SUPPLIED DATA:
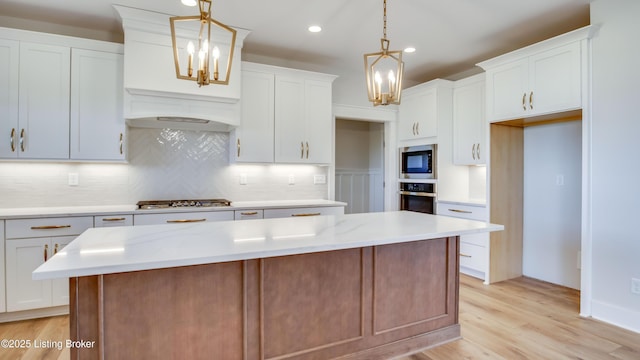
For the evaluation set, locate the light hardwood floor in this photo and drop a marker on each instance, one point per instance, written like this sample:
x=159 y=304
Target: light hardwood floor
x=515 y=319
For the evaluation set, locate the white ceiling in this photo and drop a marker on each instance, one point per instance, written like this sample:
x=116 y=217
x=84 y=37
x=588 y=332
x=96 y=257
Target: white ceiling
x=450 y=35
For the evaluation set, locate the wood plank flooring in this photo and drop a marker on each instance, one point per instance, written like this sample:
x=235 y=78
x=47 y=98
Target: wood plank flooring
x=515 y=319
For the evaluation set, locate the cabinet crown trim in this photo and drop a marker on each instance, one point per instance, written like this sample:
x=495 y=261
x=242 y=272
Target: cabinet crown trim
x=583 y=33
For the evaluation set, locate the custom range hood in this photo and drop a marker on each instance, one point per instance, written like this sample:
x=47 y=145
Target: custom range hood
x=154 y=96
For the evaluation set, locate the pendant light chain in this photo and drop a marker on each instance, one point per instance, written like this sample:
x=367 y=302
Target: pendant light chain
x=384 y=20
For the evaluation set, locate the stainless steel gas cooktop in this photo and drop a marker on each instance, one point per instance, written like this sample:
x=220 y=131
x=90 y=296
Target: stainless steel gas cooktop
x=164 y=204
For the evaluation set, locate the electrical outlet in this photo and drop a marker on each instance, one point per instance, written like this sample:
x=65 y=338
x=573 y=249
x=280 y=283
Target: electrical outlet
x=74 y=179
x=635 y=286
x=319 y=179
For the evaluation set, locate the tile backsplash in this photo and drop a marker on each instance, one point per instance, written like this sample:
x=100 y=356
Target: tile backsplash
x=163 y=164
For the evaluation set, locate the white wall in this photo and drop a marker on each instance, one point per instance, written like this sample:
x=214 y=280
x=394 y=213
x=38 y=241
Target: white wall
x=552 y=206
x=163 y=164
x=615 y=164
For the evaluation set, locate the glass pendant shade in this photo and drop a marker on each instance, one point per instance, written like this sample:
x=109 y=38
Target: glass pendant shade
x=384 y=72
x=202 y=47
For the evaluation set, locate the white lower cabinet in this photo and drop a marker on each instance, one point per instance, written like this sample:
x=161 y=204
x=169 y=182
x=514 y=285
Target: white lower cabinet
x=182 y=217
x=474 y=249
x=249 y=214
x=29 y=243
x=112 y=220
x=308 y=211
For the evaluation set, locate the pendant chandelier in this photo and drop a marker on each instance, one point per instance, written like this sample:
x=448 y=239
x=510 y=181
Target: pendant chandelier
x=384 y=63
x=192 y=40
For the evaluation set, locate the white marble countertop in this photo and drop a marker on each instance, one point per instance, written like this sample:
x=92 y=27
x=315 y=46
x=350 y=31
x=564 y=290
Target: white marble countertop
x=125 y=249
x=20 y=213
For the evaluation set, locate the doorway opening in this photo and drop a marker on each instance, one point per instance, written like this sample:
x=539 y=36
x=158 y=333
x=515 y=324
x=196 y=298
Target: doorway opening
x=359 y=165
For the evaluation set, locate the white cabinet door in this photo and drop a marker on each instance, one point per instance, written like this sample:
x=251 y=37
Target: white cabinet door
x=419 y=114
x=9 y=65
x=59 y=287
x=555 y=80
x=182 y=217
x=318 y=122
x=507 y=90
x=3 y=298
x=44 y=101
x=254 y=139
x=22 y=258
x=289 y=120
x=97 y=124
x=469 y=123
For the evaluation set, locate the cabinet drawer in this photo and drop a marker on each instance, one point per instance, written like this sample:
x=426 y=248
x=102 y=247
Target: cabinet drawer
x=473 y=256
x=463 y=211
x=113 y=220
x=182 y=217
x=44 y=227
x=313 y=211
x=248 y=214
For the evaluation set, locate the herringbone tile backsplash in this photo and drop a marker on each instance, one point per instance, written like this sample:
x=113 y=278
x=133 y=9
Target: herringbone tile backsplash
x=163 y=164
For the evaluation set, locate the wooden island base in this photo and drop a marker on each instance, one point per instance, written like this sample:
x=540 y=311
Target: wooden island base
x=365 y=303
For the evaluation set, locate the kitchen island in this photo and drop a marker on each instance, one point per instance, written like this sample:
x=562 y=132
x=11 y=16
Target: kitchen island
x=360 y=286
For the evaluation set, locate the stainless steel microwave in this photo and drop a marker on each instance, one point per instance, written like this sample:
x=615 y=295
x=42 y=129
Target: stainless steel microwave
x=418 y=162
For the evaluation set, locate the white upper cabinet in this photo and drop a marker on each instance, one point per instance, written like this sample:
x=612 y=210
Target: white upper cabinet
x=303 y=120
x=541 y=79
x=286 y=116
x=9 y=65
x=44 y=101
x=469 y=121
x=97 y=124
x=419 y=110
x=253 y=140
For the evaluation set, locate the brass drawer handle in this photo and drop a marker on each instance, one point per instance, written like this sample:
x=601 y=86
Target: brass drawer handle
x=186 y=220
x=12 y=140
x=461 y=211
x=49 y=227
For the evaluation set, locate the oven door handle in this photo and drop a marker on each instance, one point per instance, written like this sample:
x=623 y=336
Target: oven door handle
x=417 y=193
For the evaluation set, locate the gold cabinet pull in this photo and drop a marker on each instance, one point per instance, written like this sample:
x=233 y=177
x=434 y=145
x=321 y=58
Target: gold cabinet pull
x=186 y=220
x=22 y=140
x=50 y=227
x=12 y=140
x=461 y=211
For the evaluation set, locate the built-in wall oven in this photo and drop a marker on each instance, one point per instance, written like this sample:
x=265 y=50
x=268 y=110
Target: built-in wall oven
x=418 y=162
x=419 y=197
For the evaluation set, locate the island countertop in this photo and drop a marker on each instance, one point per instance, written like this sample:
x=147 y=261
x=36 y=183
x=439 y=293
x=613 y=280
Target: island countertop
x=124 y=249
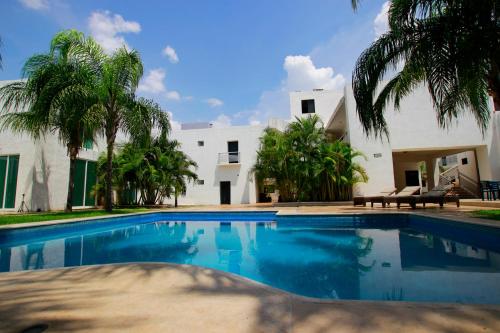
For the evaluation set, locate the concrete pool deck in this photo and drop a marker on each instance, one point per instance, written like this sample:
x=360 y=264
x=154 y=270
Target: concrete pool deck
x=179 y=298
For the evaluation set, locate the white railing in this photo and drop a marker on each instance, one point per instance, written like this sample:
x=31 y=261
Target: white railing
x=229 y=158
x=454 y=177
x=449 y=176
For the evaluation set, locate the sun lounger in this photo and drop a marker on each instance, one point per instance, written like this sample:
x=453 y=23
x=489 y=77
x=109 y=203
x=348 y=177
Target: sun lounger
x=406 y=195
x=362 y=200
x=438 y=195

WHAT TO WORK ON: Rewrite the lines from the line with "For the evaluation set, locate the kitchen" to the line with "x=253 y=140", requests included. Shift every x and y coordinate in the answer points up by 48, and leave the requests and their sample coordinates as they are.

FINAL RESULT:
For the evaluation set, locate the kitchen island in this photo and drop a marker on each instance, one point per instance, written like this sample:
x=562 y=132
x=11 y=16
Target: kitchen island
x=408 y=334
For the evaluation set, locate the stainless steel microwave in this photo and drop a marker on each instance, one point per instance, written like this sample:
x=615 y=295
x=42 y=129
Target: stainless steel microwave
x=466 y=210
For the evaluation set, locate the white upper cabinet in this photo and drop a marker on each instance, one point per instance, written like this sample:
x=612 y=210
Target: white upper cabinet
x=351 y=168
x=589 y=127
x=334 y=164
x=57 y=113
x=92 y=149
x=517 y=169
x=145 y=172
x=467 y=158
x=301 y=188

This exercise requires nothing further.